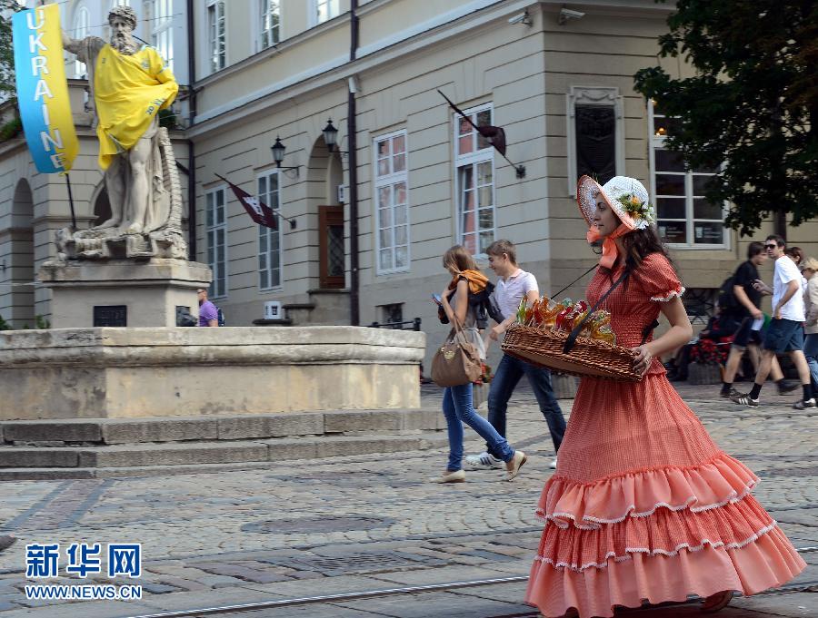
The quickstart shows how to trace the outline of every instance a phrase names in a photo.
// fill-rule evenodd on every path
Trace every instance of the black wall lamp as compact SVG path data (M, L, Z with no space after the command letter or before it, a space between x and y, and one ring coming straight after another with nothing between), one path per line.
M333 119L326 121L326 126L321 132L324 133L324 143L326 144L326 150L330 152L340 152L341 154L349 154L346 151L336 151L336 140L338 139L338 130L333 124Z
M286 146L284 146L281 142L281 138L277 135L275 136L275 143L270 146L270 150L273 151L273 161L275 162L275 167L277 167L279 170L282 170L288 176L290 174L288 174L287 172L293 172L294 170L295 173L293 176L290 176L290 178L298 178L298 168L301 167L300 165L295 165L294 167L282 167L281 165L281 162L284 161L284 151L286 151Z

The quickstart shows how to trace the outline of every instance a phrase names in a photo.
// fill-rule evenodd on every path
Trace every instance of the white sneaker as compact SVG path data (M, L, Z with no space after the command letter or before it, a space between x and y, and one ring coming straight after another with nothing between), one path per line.
M466 464L473 468L503 468L505 464L502 459L497 459L488 451L483 451L480 455L469 455L466 456Z

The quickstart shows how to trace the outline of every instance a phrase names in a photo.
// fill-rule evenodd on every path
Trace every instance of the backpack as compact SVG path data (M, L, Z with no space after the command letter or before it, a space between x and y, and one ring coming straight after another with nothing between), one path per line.
M498 316L499 310L492 306L494 299L494 284L489 281L481 291L476 294L469 292L469 306L474 309L475 326L481 330L488 328L489 318L498 324L503 321L503 316ZM496 304L496 303L495 303ZM497 317L500 319L497 319Z
M722 287L719 288L718 299L716 304L718 307L723 308L725 311L731 312L735 311L741 307L741 303L738 299L735 298L735 292L733 288L735 286L735 275L730 275L727 279L724 280L724 282L722 283Z
M486 283L485 288L476 294L474 294L471 291L469 292L469 307L474 309L474 326L481 330L488 328L489 318L497 322L497 324L500 324L500 322L503 321L503 314L500 312L500 308L494 299L494 284L491 281ZM454 290L453 289L452 293L449 295L449 299L451 299L454 295ZM446 317L446 313L442 307L439 307L437 309L437 317L440 319L441 324L449 323L449 319Z

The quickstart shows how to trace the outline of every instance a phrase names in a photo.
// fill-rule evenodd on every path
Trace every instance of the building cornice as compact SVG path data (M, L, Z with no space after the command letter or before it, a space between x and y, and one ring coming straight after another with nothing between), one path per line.
M259 63L263 63L268 58L281 54L282 52L284 52L291 47L301 45L310 39L320 36L321 34L331 30L348 26L349 21L349 13L344 13L343 15L338 15L337 17L331 19L328 22L320 24L319 25L310 28L309 30L304 30L303 33L299 33L295 36L291 36L290 38L285 39L274 45L267 47L266 49L263 49L261 52L256 52L248 58L244 58L244 60L241 60L234 64L225 66L221 71L212 73L207 75L207 77L203 77L202 79L197 80L194 87L196 89L206 88L209 84L214 83L214 82L228 78L231 75L234 75L238 73L243 73L244 71L255 66Z
M362 8L362 12L374 12L385 7L390 1L375 0L370 3L373 5L372 6L366 5ZM286 81L269 84L230 103L204 112L197 117L198 122L187 130L187 135L195 141L195 138L205 134L221 132L228 126L234 127L237 123L252 122L258 114L267 113L274 107L293 104L299 99L314 96L327 88L338 88L352 75L402 60L430 45L456 38L464 34L474 33L475 28L518 14L526 8L552 13L559 11L562 6L563 3L558 0L541 0L540 2L474 0L464 5L463 9L464 13L456 14L456 16L453 13L447 14L451 16L450 21L444 21L435 25L427 23L428 29L422 32L405 31L404 36L394 35L391 37L391 40L384 39L362 48L358 59L354 62L348 62L345 57L335 58L314 67L309 72L293 76ZM581 5L572 5L572 7L574 6L586 9L588 12L593 11L595 15L638 15L653 19L661 18L673 10L673 6L657 5L653 0L596 0L595 2L592 0ZM348 16L348 14L346 15ZM305 34L312 32L308 31ZM304 40L294 37L290 41L293 42L291 44L296 44L298 41ZM254 64L255 62L254 62ZM248 64L240 63L235 66L235 70L238 72L246 69ZM222 75L224 71L216 74Z
M312 74L303 74L297 80L280 82L259 89L241 100L229 105L214 108L204 112L196 118L196 123L187 130L190 139L211 134L213 132L226 130L235 126L236 123L246 123L256 114L279 106L285 102L293 102L303 97L314 95L316 91L327 87L338 87L345 80L357 73L385 65L400 60L407 54L421 51L430 44L446 41L460 34L474 31L475 27L501 19L504 15L519 13L526 6L531 6L531 0L478 0L483 5L489 3L488 7L480 11L472 11L462 15L454 22L448 22L425 32L416 34L409 38L397 41L379 50L370 50L365 56L354 62L336 59L327 63L319 70L314 69ZM374 54L378 51L378 54ZM333 65L330 65L333 64ZM345 92L345 86L344 86Z

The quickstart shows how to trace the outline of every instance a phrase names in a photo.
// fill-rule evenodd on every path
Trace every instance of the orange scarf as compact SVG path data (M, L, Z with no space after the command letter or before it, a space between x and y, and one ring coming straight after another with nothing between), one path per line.
M599 259L600 266L604 266L606 269L614 268L614 264L616 263L616 258L619 256L619 250L616 247L614 239L624 236L629 231L633 231L633 230L624 223L621 223L619 227L614 231L614 233L608 235L608 237L603 240L603 255ZM599 235L599 231L596 228L591 228L588 230L586 238L588 239L588 242L596 242L602 237Z
M488 283L488 277L480 272L480 270L462 270L452 279L449 283L449 289L457 288L457 281L460 280L461 277L465 278L469 282L469 292L471 294L479 294L485 289L485 286Z

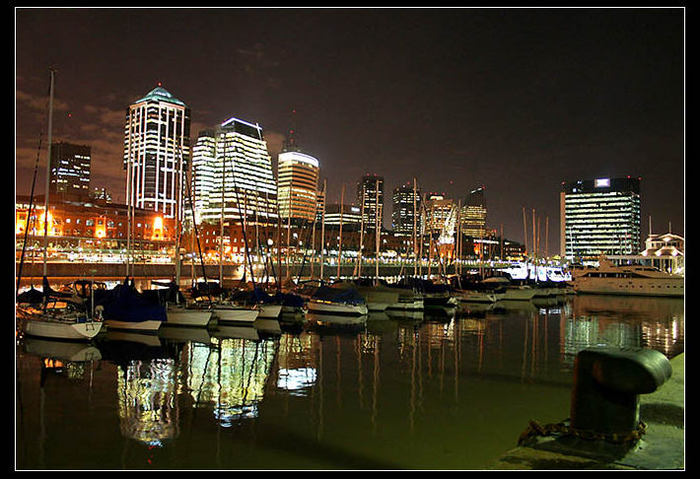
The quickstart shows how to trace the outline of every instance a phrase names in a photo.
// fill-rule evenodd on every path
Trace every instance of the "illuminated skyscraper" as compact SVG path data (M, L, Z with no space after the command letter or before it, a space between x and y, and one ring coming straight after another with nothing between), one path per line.
M189 159L187 105L158 86L129 106L124 128L127 204L177 217Z
M416 214L413 210L413 185L409 183L394 188L392 203L393 211L391 212L391 226L394 229L394 233L403 236L412 235L413 217ZM418 211L418 216L416 217L416 231L420 233L420 190L416 190L415 207L416 211Z
M90 147L58 142L51 145L52 197L87 199L90 195Z
M230 118L201 132L194 149L198 222L217 223L223 214L225 221L276 223L277 184L260 125Z
M303 223L315 218L319 164L299 148L294 123L277 157L277 199L282 218Z
M641 178L597 178L562 183L560 244L567 258L640 251Z
M379 198L377 198L377 184L379 185ZM364 204L362 221L365 230L374 231L376 221L381 229L384 217L384 178L377 175L365 175L360 178L357 184L357 201L360 210Z
M462 206L462 233L472 238L486 236L486 205L484 187L469 192L466 204Z
M452 214L452 210L456 210L456 205L453 199L445 198L444 195L430 194L426 198L426 226L428 232L440 233L445 227L445 222ZM454 213L456 215L456 212Z

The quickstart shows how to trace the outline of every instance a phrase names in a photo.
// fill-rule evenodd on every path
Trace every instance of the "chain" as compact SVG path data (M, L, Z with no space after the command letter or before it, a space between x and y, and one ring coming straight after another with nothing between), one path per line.
M568 419L559 423L542 425L537 421L530 420L527 429L518 438L518 446L527 445L530 439L536 436L551 436L561 434L564 436L574 436L586 440L604 440L616 444L638 441L646 433L647 425L639 422L634 431L625 434L595 432L585 429L576 429L567 424Z

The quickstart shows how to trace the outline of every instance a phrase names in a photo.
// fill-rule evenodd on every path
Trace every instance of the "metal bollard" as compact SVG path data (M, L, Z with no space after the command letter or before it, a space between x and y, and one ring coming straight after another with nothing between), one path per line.
M631 433L639 426L639 394L656 391L670 377L671 363L653 349L584 349L574 364L571 427Z

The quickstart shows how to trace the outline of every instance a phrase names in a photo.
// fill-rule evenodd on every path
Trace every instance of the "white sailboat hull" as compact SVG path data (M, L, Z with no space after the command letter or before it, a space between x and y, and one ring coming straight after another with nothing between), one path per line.
M281 312L281 304L261 304L258 318L277 319Z
M316 314L362 316L369 312L366 304L330 303L310 300L307 307L309 312Z
M535 297L537 290L533 288L506 288L506 292L501 299L504 301L530 301Z
M28 336L53 339L89 340L102 328L102 322L86 321L69 323L26 318L22 320L22 330Z
M146 320L146 321L118 321L115 319L106 319L105 324L107 329L118 329L121 331L134 331L139 333L156 333L162 321Z
M422 299L414 299L412 301L399 301L398 303L390 304L387 311L423 311L425 305Z
M167 324L205 327L211 320L212 312L186 308L170 308L167 311L167 316Z
M499 295L486 291L459 291L455 297L463 303L495 303Z
M683 297L683 279L677 278L589 278L574 282L576 293L614 294L624 296Z
M214 307L214 316L216 319L222 323L226 322L232 322L232 323L253 323L259 314L259 311L256 309L247 309L247 308L236 308L236 307L231 307L231 308L221 308L221 307Z

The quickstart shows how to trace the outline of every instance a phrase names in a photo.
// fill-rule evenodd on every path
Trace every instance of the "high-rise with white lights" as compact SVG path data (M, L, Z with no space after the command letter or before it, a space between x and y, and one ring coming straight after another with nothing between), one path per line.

* **TASK DETAILS**:
Identify every line in the entries that contains the word "scarf" and copy each one.

* **OUTPUT OF THE EXERCISE**:
Trace every instance of the orange scarf as compact SVG path data (M, L, Z with no space after the command letter or before it, a space between x and y, and one ring coming straight after another with nothing between), one path per line.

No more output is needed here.